▸ WHAT IS EXPECTED
Show each line in the records below that contains the word "spectator".

▸ DATA IN THIS EXERCISE

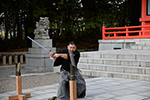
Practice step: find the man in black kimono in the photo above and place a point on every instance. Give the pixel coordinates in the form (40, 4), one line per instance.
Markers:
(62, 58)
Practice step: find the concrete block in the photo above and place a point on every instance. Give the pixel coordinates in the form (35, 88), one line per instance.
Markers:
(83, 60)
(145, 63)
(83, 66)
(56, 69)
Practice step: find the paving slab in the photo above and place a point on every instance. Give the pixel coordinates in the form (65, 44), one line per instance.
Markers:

--

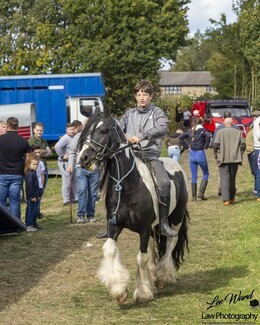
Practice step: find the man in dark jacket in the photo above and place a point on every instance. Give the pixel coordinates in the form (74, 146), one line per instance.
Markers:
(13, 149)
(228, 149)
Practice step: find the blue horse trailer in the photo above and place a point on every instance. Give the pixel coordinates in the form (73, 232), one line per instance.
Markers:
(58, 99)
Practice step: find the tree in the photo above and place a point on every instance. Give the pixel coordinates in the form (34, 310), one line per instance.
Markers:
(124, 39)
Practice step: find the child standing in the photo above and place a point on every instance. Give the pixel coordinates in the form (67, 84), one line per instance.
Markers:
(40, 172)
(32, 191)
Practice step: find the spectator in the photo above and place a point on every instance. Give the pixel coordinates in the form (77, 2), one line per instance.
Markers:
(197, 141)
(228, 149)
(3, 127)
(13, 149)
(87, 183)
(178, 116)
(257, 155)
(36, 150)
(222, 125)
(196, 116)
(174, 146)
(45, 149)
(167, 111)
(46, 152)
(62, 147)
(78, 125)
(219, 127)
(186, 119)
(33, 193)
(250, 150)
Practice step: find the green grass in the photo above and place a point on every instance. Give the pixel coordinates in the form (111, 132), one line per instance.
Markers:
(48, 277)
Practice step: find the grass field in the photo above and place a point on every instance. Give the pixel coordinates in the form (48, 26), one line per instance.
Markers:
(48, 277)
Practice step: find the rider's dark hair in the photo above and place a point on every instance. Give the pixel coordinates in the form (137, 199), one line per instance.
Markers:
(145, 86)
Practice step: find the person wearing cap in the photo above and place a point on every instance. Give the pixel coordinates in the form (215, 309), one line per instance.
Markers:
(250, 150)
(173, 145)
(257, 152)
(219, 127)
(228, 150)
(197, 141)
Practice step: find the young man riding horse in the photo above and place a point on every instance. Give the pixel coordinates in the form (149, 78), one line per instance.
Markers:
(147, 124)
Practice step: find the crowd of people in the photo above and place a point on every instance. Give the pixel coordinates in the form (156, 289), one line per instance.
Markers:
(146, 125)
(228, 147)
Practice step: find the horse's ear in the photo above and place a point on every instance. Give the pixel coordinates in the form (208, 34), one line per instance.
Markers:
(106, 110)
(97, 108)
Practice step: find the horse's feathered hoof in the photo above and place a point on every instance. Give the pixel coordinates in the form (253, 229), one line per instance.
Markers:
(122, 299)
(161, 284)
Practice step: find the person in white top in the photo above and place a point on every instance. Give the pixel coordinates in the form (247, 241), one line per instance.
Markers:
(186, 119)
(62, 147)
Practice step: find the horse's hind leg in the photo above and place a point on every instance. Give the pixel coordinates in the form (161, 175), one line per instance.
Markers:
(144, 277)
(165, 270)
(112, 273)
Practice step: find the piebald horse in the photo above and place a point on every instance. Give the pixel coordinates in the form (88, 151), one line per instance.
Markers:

▸ EXERCISE OUTPUT
Practice step: find the spectator in the photo above and place a point on every instance. Give the pixel coordinates in the form (77, 2), one line per instance.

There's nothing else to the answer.